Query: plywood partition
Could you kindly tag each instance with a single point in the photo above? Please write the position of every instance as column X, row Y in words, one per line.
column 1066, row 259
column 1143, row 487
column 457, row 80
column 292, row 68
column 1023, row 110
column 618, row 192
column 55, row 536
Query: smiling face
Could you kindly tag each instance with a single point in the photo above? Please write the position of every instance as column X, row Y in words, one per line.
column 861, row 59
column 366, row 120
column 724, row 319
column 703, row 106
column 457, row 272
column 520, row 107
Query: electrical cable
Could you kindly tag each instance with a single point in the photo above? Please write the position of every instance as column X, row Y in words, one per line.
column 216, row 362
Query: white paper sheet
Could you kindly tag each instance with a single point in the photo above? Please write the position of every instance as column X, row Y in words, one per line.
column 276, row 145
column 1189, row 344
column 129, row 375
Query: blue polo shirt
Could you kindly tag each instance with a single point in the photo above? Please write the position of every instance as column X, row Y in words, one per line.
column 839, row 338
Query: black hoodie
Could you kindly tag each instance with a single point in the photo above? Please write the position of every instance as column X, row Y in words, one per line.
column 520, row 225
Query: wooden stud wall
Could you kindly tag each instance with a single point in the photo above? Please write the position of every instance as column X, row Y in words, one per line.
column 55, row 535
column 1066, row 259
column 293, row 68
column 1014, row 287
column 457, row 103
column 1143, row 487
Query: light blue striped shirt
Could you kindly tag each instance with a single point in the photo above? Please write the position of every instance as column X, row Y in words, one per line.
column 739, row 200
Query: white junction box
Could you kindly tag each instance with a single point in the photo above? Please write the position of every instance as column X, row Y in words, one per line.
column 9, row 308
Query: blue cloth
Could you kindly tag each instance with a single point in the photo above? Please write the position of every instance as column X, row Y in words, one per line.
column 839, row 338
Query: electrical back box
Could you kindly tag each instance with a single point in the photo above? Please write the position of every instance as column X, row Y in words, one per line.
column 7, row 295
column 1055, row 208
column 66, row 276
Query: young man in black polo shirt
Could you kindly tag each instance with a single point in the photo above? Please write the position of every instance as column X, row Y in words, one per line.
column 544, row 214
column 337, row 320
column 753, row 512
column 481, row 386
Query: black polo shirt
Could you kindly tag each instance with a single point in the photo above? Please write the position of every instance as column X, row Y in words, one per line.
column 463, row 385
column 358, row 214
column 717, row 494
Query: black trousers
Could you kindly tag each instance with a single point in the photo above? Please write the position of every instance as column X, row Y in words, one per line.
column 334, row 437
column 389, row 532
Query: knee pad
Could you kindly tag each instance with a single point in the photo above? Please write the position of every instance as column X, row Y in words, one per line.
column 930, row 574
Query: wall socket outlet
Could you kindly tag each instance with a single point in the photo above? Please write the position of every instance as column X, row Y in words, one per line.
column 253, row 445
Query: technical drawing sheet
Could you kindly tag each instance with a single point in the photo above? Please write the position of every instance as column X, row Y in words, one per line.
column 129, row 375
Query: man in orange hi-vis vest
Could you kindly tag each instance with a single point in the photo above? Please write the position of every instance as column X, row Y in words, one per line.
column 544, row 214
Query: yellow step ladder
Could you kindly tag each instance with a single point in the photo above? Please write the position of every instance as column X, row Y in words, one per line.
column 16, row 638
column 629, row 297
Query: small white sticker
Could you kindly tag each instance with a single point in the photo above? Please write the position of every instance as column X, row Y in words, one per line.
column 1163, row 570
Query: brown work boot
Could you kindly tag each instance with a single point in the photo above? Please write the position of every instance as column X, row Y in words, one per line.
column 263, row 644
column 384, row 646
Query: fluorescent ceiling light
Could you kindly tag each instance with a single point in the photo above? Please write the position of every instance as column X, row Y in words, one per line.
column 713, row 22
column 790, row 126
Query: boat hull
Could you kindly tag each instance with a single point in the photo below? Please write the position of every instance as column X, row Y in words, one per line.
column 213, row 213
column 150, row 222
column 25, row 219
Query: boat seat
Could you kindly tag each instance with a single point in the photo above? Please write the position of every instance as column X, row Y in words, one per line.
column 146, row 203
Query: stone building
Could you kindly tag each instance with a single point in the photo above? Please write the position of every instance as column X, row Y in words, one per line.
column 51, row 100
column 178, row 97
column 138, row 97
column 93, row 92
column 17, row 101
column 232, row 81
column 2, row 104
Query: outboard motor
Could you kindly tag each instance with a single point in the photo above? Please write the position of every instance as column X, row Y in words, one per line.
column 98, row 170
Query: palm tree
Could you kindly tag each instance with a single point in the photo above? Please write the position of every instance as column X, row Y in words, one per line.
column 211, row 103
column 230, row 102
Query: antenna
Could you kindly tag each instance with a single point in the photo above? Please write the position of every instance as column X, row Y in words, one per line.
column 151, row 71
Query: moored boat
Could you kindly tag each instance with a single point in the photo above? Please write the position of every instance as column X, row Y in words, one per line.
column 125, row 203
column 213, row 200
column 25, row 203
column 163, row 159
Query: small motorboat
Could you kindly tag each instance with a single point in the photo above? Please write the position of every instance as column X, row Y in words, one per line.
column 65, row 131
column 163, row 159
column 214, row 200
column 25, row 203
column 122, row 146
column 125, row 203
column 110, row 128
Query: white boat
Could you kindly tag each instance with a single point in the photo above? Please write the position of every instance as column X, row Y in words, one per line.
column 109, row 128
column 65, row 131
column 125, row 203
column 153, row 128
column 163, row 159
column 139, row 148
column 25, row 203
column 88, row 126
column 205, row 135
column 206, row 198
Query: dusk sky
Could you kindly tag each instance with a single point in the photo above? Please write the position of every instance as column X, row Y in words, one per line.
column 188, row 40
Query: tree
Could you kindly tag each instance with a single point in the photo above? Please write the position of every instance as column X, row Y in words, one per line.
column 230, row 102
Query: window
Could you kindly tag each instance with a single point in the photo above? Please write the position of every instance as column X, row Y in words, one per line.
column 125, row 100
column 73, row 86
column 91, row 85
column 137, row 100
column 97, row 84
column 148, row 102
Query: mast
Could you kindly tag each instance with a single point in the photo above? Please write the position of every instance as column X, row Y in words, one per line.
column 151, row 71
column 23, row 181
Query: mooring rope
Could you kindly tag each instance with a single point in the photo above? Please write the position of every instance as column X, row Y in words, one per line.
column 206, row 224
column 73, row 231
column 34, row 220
· · ·
### Requirement
Look above for the line containing "Query: mooring rope"; copy from it through the last line, exactly, and nothing more.

### Problem solution
Query: mooring rope
Could you kindly tag each instance with a single point in the photo above? Please write the position of every instance as column X, row Y in words, one per line.
column 206, row 224
column 73, row 231
column 34, row 220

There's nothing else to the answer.